D’ores et déjà, des réactions à l’article de Goldberg ont été publiées. Nous nous faisons l’écho de deux d’entre elles, de Steve Clemons et de Gareth Porter. Il s’agit de deux commentateurs qui sont connus pour entretenir une certaine position d’indépendance vis-à-vis des vues conformistes de l’establishment.
Cet ensemble (article de Goldberg et réactions) permet de développer une analyse de la situation actuelle des possibilités d’attaque de l’Iran, – soit par Israël seul, soit par Israël seul mais soutenu par les USA, soit par Israël et les USA. (On sait que la situation, du point de vue de la communication dans tous les cas, est tendue à cet égard. On parle beaucoup d’une attaque en ce moment, dans une de ces périodes de fièvre comme on en a déjà connues beaucoup.)
@PAYANT Il est évident qu’on peut apprécier comme significatif cet ensemble de références, en raison de la qualité des personnes citées, de leurs références, des sources et des contacts qu’elles entretiennent. Les positions des uns et des autres sont connues (Goldberg plutôt favorable à une attaque, Clemons et Porter nettement contre) mais il ne nous semble pas que cet aspect des choses interfère d’une façon dommageable sur la perception qu’ont les uns et les autres de la situation. Par conséquent, on peut tenir comme acceptable l’idée que cet ensemble de textes et les jugements et appréciations qu’ils contiennent nous permet d’avoir une vue convenable de la situation générale des perspectives de conflit avec l’Iran, essentiellement, bien sûr, du côté israélo-américaniste, essentiellement, aussi, du point de vue des intentions par rapport à la psychologie des uns et des autres.
■ ■ ■ ■ ■
• **Consigne 1**
D'après le texte du document, quelle position Clemons et Porter tiennent-ils au sujet d'une attaque ?
• **Consigne 2**
Pour chaque affirmation, indiquez par oui ou par non si elle concorde avec le texte du document, en citant les mots décisifs de celui-ci. (a) Goldberg est présenté comme plutôt favorable à une attaque. (b) Le texte du document relaie trois réactions à l'article de Goldberg. (c) La vue de la situation est donnée essentiellement du côté israélo-américaniste.
• **Consigne 3**
Reproduisez à l'identique le passage du texte du document qui s'ouvre sur les mots contenant « D’ores et déjà, des » et se termine par « déjà connues beaucoup.) ».

• **Données source**
■ ■ ■ ■ ■
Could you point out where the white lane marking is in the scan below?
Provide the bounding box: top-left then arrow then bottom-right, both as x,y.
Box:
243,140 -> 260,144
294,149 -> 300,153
■ ■ ■ ■ ■
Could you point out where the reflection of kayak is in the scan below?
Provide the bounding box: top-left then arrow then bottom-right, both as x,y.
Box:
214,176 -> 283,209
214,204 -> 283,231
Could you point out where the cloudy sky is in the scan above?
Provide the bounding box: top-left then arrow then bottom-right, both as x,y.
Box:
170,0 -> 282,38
■ ■ ■ ■ ■
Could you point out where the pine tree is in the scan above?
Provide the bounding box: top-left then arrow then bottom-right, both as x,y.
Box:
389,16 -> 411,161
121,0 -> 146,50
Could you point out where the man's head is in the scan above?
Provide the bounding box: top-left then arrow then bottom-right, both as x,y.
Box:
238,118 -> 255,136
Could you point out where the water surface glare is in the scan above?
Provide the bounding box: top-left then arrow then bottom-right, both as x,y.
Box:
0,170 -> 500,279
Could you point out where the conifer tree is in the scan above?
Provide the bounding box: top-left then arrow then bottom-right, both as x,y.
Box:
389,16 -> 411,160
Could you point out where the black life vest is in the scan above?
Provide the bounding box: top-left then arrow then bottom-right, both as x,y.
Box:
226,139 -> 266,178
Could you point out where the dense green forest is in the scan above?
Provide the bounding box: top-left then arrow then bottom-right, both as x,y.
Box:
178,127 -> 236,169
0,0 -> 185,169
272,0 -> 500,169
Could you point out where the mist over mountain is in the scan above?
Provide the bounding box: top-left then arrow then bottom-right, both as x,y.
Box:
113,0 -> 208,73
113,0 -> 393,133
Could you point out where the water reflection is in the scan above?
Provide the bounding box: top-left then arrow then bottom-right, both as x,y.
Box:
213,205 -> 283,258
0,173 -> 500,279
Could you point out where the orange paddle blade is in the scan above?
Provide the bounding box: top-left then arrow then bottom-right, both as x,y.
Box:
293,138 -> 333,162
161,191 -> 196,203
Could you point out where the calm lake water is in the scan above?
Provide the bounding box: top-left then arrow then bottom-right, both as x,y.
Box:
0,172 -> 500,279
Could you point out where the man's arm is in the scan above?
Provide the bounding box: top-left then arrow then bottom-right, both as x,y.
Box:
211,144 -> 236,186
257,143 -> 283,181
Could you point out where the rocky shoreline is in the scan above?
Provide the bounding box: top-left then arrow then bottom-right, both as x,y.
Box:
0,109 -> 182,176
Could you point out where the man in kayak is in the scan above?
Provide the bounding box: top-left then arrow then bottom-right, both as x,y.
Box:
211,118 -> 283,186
■ ■ ■ ■ ■
• **Réponse rédigée 1**
Ils sont nettement contre une attaque.

• **Réponse rédigée 2**
(a) Oui : « Goldberg plutôt favorable à une attaque ».
(b) Non : « Nous nous faisons l’écho de deux d’entre elles ».
(c) Oui : « essentiellement, bien sûr, du côté israélo-américaniste ».

• **Réponse rédigée 3**
D’ores et déjà, des réactions à l’article de Goldberg ont été publiées. Nous nous faisons l’écho de deux d’entre elles, de Steve Clemons et de Gareth Porter. Il s’agit de deux commentateurs qui sont connus pour entretenir une certaine position d’indépendance vis-à-vis des vues conformistes de l’establishment.
Cet ensemble (article de Goldberg et réactions) permet de développer une analyse de la situation actuelle des possibilités d’attaque de l’Iran, – soit par Israël seul, soit par Israël seul mais soutenu par les USA, soit par Israël et les USA. (On sait que la situation, du point de vue de la communication dans tous les cas, est tendue à cet égard. On parle beaucoup d’une attaque en ce moment, dans une de ces périodes de fièvre comme on en a déjà connues beaucoup.)